*Task brief*.
Every line below should be copied exactly; drop the pictures.

*Dataset rows*.
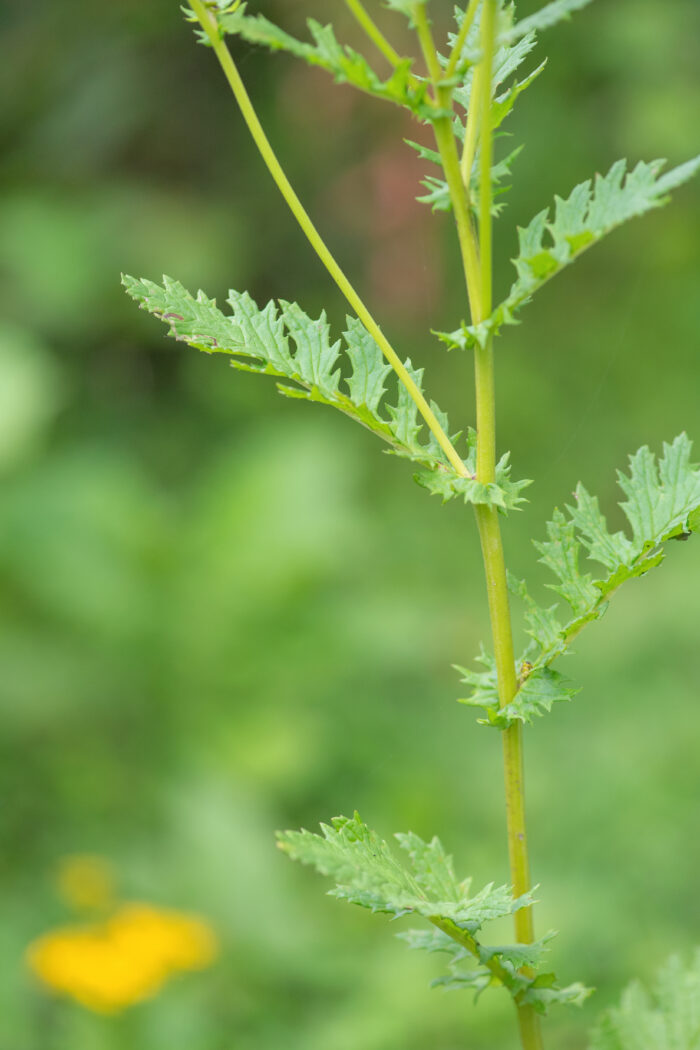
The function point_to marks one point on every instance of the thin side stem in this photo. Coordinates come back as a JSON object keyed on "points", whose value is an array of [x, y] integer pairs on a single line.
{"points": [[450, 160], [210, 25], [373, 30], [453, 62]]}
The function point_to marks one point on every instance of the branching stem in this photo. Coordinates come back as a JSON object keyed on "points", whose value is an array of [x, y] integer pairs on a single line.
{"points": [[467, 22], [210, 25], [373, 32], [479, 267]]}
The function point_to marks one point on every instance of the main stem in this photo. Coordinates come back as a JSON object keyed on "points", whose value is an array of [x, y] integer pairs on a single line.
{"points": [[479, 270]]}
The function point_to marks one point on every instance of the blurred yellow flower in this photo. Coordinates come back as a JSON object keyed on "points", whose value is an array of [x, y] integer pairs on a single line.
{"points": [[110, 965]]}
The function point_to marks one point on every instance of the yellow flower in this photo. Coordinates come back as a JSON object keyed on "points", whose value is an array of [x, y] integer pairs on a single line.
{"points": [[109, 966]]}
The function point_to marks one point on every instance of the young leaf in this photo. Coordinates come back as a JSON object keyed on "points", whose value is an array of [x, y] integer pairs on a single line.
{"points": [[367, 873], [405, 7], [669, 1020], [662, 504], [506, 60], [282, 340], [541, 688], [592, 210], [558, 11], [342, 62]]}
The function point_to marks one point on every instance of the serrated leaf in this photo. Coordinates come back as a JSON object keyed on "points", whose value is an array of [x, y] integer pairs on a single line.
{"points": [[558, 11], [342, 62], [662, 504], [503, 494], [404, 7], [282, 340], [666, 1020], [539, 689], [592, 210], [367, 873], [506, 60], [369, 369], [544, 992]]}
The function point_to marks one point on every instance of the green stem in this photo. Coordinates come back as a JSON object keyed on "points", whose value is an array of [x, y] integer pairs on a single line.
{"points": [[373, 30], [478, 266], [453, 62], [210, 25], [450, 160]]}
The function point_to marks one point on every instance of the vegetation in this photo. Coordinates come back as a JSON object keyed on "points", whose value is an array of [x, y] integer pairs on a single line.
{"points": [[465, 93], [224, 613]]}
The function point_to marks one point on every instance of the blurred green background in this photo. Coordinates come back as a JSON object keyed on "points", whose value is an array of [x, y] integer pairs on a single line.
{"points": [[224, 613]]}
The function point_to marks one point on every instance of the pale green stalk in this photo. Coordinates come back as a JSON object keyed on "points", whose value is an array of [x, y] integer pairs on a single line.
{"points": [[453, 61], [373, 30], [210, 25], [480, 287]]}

*Answer for this exercise*.
The function point_to marks one point on every instance of the thin side stem in this photo. Coordinates come back as a JSON object keyed on "points", whose value is an array of [x, y] integer pairs on a single line.
{"points": [[450, 160], [210, 25], [373, 30], [453, 62]]}
The function point_to marks one point on every instance of the branching stem in this photo. Coordinates come back as a JSON object keyed on "points", whose value is an array of [x, y] integer pairs on a single line.
{"points": [[467, 22], [210, 25], [373, 32], [479, 267]]}
The function point_to marks one point on every instance of the main stem in this photo. Coordinates come back as a JSON object keyed on "points", whose value is an array of [x, y] integer pairs on a single line.
{"points": [[479, 270]]}
The function point_to marks one point on every instance of the blurred yellow flower in this photo. Coordinates come back as a JSON object keyed on "points", whose value is an array of [x, y] integer pairs on a single line.
{"points": [[110, 965]]}
The function point_to marks one point on every instance of the yellow flower in this photo. Coordinates come back as a JSON object keyed on "points", whose value is an array of [x, y] integer pairs on a single line.
{"points": [[109, 966]]}
The function point_to marks one point on every instance of the young leaf in this photo. Coordinates come back as a JSON object keyed on "points", whose value is an array of [x, y] integer pairs on a single line.
{"points": [[367, 873], [405, 7], [669, 1020], [662, 504], [506, 60], [282, 340], [541, 688], [592, 210], [558, 11], [342, 62]]}
The function point_to marks one point on every instance of the serrated leaf in this photo. Coordinates come back as a JSON object keyed on "points", whose value is an array of [x, y] integer pairs on a single line.
{"points": [[558, 11], [342, 62], [662, 504], [503, 494], [404, 7], [282, 340], [666, 1020], [539, 689], [592, 210], [367, 873], [506, 60], [369, 369], [544, 992]]}
The function point_to marks one point on every instance of the green stem in this photo. Coordinates come back as a JSON object keyed on "points", whose value is an array of [x, y] integer pairs on a single line.
{"points": [[373, 30], [478, 266], [453, 62], [210, 25], [450, 160]]}
The function point_to marks one point on every instance of the vegetation in this photo. Coordinates come back as a JSON object keyed on "points", whose value is an array of [x, y] integer pairs on a single line.
{"points": [[465, 93], [224, 613]]}
The function point_to marks one point on every instance of the blurred green background in this photo. Coordinates come back as a JSON object keyed on "points", whose value is an array of [x, y] integer pairs on a single line.
{"points": [[224, 613]]}
The function point_to marks one point on every instance of the pale green stalk in this photo. Coordinates come back as a JSON object keyed on "points", whose value is an array of [x, y] integer pairs on a single line.
{"points": [[453, 61], [373, 30], [210, 25], [480, 287]]}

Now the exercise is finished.